Position annotation records:
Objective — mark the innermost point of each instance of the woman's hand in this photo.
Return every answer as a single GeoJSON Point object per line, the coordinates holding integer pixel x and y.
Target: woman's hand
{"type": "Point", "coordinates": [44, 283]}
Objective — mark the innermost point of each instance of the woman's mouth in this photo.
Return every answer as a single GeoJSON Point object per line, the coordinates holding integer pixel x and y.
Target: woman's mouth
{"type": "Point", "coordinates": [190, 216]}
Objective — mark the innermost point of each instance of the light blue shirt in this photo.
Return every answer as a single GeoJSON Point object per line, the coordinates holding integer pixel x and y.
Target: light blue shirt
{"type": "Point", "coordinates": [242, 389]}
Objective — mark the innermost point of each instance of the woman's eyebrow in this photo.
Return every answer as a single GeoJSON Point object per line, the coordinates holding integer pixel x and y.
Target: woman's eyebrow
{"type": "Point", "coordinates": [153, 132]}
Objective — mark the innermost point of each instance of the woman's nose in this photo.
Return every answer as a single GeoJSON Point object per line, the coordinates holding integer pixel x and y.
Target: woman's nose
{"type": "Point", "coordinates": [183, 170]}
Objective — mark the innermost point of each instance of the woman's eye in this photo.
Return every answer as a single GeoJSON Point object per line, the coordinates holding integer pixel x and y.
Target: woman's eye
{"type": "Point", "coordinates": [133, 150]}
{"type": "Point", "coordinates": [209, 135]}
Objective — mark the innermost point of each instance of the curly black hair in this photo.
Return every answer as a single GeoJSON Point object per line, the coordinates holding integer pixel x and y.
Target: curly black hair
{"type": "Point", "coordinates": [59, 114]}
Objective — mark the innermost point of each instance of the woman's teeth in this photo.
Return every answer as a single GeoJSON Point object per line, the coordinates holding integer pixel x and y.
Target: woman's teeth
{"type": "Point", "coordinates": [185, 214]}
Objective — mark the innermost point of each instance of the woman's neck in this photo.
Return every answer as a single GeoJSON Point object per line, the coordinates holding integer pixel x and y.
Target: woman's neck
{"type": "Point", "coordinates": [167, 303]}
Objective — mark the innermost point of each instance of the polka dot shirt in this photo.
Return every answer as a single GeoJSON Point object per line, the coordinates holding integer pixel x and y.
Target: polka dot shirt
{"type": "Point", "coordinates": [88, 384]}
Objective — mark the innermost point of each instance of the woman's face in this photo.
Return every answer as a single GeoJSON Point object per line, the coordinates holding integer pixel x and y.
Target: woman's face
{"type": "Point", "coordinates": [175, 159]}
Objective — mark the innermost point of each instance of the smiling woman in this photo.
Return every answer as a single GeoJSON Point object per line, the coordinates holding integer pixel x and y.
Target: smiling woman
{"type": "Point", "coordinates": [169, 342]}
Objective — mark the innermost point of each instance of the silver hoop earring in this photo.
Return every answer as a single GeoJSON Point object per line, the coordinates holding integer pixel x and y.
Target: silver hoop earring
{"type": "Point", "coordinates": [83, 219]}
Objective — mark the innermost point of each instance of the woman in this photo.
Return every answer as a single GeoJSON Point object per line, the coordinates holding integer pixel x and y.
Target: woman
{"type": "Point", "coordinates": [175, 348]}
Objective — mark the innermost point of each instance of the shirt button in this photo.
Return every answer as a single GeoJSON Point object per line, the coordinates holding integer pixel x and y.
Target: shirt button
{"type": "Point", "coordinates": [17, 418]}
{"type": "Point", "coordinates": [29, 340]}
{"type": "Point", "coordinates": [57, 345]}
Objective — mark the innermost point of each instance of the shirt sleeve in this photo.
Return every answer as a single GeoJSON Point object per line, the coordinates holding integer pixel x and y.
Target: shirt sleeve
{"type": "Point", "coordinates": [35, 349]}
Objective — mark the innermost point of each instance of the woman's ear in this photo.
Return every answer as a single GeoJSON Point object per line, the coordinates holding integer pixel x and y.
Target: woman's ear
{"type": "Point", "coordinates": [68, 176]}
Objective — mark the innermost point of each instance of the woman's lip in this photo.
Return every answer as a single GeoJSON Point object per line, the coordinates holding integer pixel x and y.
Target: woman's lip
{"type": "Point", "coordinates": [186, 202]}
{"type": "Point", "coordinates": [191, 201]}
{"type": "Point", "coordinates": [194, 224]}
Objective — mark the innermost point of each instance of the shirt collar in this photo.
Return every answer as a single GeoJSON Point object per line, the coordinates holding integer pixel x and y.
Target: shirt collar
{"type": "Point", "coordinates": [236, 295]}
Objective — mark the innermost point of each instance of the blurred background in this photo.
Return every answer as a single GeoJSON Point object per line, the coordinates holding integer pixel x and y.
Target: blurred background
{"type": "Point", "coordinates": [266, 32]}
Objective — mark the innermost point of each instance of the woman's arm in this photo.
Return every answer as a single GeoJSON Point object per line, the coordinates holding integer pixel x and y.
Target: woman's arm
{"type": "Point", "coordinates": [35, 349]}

What is expected - Turn every line of the records above into a numbered list, leaving out any blank lines.

Answer to this problem -
1. Objective — mark the innermost point of each instance of the woman's hand in this photo.
2. Return every answer as a single GeoJSON Point object per line, the coordinates holding integer pixel x and y.
3. Target: woman's hand
4. {"type": "Point", "coordinates": [44, 283]}
5. Objective — mark the innermost point of each instance of the woman's mouth in this photo.
6. Return every answer as a single GeoJSON Point object per line, the coordinates holding integer pixel x and y.
7. Target: woman's mouth
8. {"type": "Point", "coordinates": [190, 216]}
9. Objective — mark the innermost point of each instance of the light blue shirt in this photo.
10. Return every answer as a single GeoJSON Point object per line, the coordinates holding integer pixel x and y.
11. Target: light blue shirt
12. {"type": "Point", "coordinates": [242, 389]}
13. Objective — mark the innermost point of each instance of the woman's eyebrow in this photo.
14. Return every answer as a single GeoJSON Point object per line, the coordinates holding integer pixel x and y.
15. Target: woman's eyebrow
16. {"type": "Point", "coordinates": [153, 132]}
17. Objective — mark the innermost point of each instance of the woman's nose in this photo.
18. Return every answer as a single GeoJSON Point object per line, the coordinates holding integer pixel x and y.
19. Target: woman's nose
20. {"type": "Point", "coordinates": [183, 170]}
21. Objective — mark the innermost point of each instance of the woman's eye in this photo.
22. Return every answer as a single GeoJSON Point object per line, the coordinates holding integer pixel x and y.
23. Target: woman's eye
24. {"type": "Point", "coordinates": [133, 150]}
25. {"type": "Point", "coordinates": [209, 135]}
26. Objective — mark the innermost point of each instance of the curly black hair in this photo.
27. Return every answer as a single GeoJSON Point object per line, the coordinates holding integer pixel x and y.
28. Target: curly black hair
29. {"type": "Point", "coordinates": [59, 114]}
30. Objective — mark the innermost point of each instance of the woman's teeth in this photo.
31. Return every answer as a single GeoJSON Point object per line, the coordinates holding integer pixel x and y.
32. Target: woman's teeth
33. {"type": "Point", "coordinates": [185, 214]}
34. Objective — mark the innermost point of each instance of the woman's neck in this photo.
35. Return every answer as a single GeoJSON Point object per line, the coordinates holding integer pixel x and y.
36. Target: woman's neck
37. {"type": "Point", "coordinates": [167, 303]}
38. Objective — mark the innermost point of each instance of the polka dot shirt in this photo.
39. Return every answer as a single GeoJSON Point object per line, the coordinates holding integer pixel x and y.
40. Target: polka dot shirt
41. {"type": "Point", "coordinates": [88, 384]}
42. Objective — mark the innermost point of each instance of the woman's face in this photo.
43. Return every answer as a single GeoJSON Point object per line, the coordinates holding integer pixel x and y.
44. Target: woman's face
45. {"type": "Point", "coordinates": [175, 159]}
46. Objective — mark the innermost point of each instance of the smiling woman in this photo.
47. Return every answer as a single GeoJSON Point object per line, the coordinates holding integer pixel x and y.
48. Target: smiling woman
49. {"type": "Point", "coordinates": [169, 342]}
50. Objective — mark the innermost point of each instance of the silver hoop earring in this photo.
51. Return every answer as a single GeoJSON Point object per line, the coordinates holding integer pixel x and y.
52. Target: silver hoop earring
53. {"type": "Point", "coordinates": [83, 219]}
54. Objective — mark the innermost point of each instance of the woman in this photo.
55. Return every answer as a single GeoJSON Point object per line, the coordinates holding integer pixel x and y.
56. Target: woman
57. {"type": "Point", "coordinates": [175, 348]}
58. Objective — mark the innermost point of each instance of the shirt button in this photo.
59. Return every answer as a single GeoJSON Point object per line, the coordinates holding integer pixel x and y.
60. Target: shirt button
61. {"type": "Point", "coordinates": [17, 418]}
62. {"type": "Point", "coordinates": [29, 340]}
63. {"type": "Point", "coordinates": [57, 345]}
64. Objective — mark the innermost point of each instance of the shirt sleeve in this photo.
65. Return every answer as a single GeoJSON Point object per line, the coordinates holding integer pixel x and y.
66. Target: shirt sleeve
67. {"type": "Point", "coordinates": [35, 349]}
68. Objective — mark the innermost point of each instance of the woman's ear in this photo.
69. Return every answer as a single GeoJSON Point object per line, the coordinates holding integer pixel x and y.
70. Target: woman's ear
71. {"type": "Point", "coordinates": [68, 176]}
72. Objective — mark the innermost point of each instance of the woman's lip in this photo.
73. Return every answer as a single GeoJSON Point object per line, the coordinates holding integer pixel x and y.
74. Target: woman's lip
75. {"type": "Point", "coordinates": [186, 202]}
76. {"type": "Point", "coordinates": [191, 201]}
77. {"type": "Point", "coordinates": [194, 224]}
78. Objective — mark the innermost point of each instance of the shirt collar in this photo.
79. Return every answer as a single GeoJSON Point object per line, the coordinates holding integer pixel x and y.
80. Target: shirt collar
81. {"type": "Point", "coordinates": [236, 295]}
82. Objective — mark the innermost point of each instance of the blurred background in this photo.
83. Return every answer as a single GeoJSON Point object per line, the coordinates holding integer pixel x and y.
84. Target: blurred background
85. {"type": "Point", "coordinates": [266, 32]}
86. Objective — mark the innermost point of each instance of the woman's arm in this photo.
87. Return every answer as a single GeoJSON Point object per line, the coordinates holding integer pixel x and y.
88. Target: woman's arm
89. {"type": "Point", "coordinates": [35, 349]}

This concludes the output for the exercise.